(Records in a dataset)
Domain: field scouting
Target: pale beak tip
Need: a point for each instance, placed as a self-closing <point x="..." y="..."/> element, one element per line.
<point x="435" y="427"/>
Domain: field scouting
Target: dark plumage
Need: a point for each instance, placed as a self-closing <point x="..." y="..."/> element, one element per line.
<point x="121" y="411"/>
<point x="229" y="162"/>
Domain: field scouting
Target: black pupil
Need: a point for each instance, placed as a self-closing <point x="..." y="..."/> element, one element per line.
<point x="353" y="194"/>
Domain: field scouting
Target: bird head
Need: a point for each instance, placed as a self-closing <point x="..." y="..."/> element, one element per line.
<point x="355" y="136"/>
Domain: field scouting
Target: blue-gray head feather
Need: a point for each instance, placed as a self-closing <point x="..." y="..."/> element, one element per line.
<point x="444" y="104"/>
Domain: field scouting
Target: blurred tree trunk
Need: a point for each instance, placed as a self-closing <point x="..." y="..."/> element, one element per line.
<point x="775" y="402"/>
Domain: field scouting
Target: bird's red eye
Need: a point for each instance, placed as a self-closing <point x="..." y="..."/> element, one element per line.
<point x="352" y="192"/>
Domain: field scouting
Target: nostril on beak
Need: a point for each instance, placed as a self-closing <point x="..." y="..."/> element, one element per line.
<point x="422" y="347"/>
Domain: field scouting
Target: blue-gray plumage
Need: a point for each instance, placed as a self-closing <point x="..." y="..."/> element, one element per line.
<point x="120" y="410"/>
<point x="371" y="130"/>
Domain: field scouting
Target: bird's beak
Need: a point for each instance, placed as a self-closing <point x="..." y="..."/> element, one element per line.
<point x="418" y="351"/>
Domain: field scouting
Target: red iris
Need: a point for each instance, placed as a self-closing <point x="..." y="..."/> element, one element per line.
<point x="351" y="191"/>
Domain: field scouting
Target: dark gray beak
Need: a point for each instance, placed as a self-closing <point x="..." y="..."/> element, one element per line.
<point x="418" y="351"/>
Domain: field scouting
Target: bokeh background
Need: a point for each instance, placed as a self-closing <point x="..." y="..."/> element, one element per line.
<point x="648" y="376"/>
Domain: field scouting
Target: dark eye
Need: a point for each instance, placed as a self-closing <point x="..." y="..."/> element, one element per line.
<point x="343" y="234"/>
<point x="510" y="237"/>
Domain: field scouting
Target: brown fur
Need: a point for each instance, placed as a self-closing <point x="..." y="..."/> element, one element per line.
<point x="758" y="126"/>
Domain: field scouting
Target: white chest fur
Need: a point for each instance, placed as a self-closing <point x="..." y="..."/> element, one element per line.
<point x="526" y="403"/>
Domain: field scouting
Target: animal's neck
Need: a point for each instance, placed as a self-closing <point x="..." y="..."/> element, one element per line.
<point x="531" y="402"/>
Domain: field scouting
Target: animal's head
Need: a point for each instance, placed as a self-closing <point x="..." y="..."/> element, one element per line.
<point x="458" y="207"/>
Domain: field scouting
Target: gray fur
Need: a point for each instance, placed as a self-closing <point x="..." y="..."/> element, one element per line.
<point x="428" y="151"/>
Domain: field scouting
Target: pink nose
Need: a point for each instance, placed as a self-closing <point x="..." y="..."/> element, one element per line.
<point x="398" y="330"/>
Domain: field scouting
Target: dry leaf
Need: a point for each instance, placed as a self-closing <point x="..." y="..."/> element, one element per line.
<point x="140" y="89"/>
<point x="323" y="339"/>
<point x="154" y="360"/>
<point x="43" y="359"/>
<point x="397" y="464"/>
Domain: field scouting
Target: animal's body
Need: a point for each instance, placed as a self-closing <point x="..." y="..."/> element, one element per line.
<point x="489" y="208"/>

---

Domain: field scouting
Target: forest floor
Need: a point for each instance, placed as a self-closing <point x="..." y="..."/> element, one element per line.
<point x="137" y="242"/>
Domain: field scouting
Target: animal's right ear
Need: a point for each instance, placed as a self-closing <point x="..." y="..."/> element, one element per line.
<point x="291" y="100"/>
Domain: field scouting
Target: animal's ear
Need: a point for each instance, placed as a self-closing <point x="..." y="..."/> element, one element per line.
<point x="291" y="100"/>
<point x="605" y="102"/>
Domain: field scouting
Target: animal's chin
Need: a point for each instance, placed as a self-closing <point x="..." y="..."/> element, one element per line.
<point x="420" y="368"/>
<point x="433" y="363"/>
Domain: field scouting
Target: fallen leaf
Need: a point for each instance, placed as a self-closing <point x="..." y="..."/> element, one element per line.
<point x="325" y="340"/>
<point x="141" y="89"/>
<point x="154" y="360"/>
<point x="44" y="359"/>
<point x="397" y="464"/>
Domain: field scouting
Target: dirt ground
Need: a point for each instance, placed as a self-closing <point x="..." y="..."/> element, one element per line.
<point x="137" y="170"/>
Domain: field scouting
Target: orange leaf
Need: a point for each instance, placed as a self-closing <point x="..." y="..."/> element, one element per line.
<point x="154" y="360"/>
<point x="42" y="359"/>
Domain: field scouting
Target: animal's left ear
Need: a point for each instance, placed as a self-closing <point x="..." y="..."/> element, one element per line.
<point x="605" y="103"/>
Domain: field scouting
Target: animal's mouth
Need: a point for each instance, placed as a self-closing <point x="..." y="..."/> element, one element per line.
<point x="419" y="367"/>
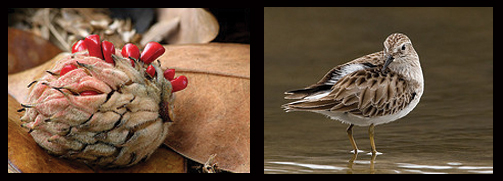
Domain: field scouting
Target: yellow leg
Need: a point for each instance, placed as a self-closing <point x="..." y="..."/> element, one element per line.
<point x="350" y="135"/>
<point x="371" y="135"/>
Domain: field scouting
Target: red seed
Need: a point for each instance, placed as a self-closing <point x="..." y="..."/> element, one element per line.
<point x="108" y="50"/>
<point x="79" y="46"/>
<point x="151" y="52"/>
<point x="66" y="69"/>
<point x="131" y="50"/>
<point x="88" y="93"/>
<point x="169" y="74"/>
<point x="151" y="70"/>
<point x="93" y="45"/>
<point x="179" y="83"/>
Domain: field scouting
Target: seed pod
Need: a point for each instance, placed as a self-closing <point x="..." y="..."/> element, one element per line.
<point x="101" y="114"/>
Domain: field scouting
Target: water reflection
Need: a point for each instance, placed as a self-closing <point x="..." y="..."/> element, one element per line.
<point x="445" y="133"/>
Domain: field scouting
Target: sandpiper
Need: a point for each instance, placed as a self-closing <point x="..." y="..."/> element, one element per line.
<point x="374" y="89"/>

* * *

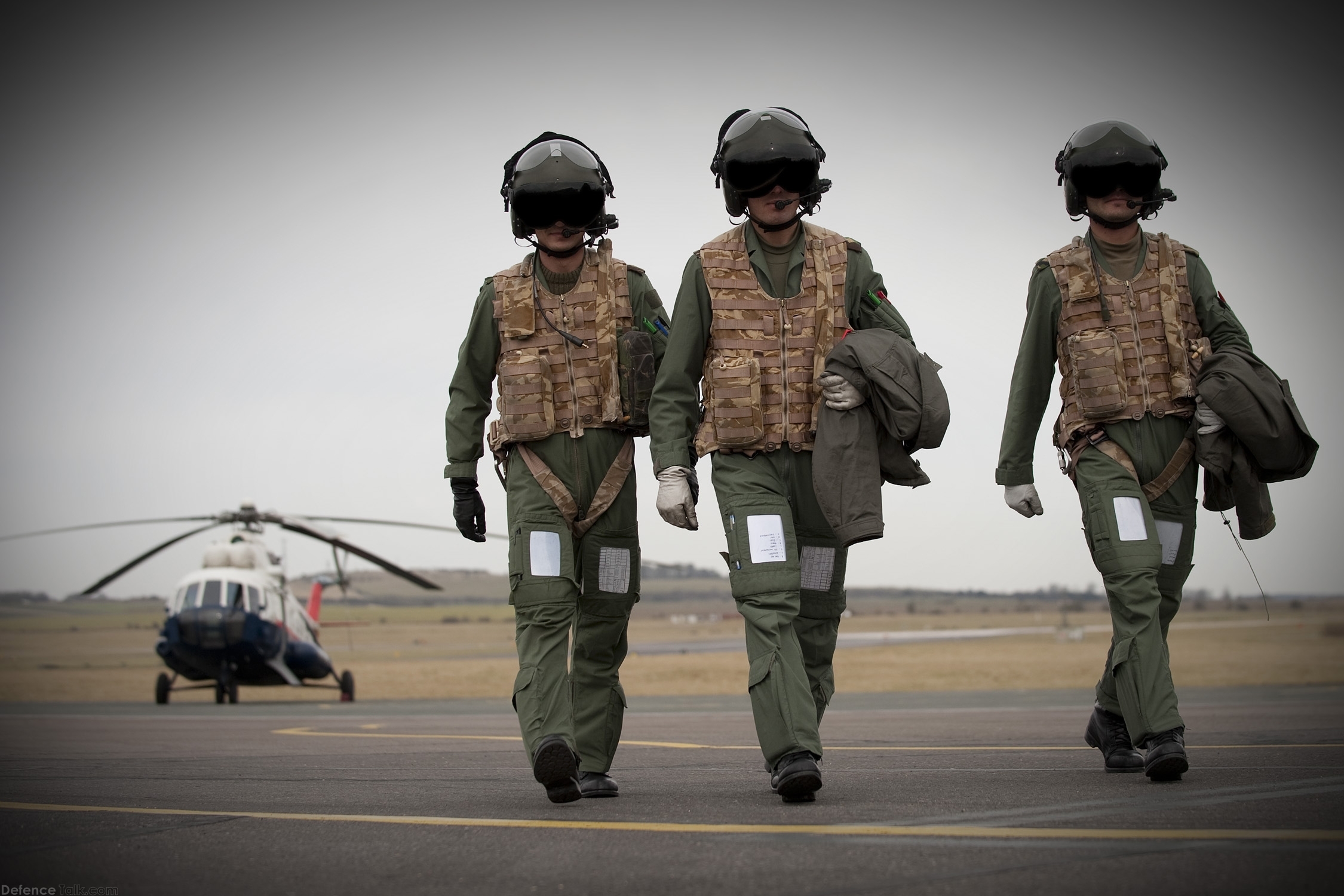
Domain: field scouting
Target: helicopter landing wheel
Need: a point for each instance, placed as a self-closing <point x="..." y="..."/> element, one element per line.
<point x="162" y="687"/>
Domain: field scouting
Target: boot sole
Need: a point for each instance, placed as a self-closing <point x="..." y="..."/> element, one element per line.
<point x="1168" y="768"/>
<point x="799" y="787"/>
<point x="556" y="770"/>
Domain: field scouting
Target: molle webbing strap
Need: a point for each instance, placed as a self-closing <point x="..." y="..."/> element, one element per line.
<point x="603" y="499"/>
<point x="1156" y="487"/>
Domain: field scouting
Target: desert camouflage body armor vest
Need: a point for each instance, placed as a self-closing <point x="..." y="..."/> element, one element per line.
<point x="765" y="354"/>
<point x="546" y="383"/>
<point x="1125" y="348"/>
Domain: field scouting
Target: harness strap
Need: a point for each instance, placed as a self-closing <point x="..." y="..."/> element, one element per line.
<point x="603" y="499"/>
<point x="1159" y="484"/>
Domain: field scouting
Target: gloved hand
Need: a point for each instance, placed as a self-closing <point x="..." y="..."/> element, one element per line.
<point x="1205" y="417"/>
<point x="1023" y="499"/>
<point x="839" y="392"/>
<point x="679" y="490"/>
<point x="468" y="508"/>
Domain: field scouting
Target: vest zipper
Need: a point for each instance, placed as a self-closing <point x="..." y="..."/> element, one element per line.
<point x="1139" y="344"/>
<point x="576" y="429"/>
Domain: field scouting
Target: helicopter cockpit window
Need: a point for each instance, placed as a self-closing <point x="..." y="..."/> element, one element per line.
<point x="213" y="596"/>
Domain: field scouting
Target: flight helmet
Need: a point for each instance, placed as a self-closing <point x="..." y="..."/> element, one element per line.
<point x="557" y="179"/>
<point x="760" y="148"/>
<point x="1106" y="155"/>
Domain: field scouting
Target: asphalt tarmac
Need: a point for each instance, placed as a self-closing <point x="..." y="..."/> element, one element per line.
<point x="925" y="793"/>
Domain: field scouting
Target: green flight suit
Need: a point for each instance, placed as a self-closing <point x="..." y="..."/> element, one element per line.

● Short task:
Find every line in the records that contains the string "bird" and copy each of those lines. Matching is case-sensitive.

● Solution below:
Target: bird head
Target: bird's red eye
Target: bird's beak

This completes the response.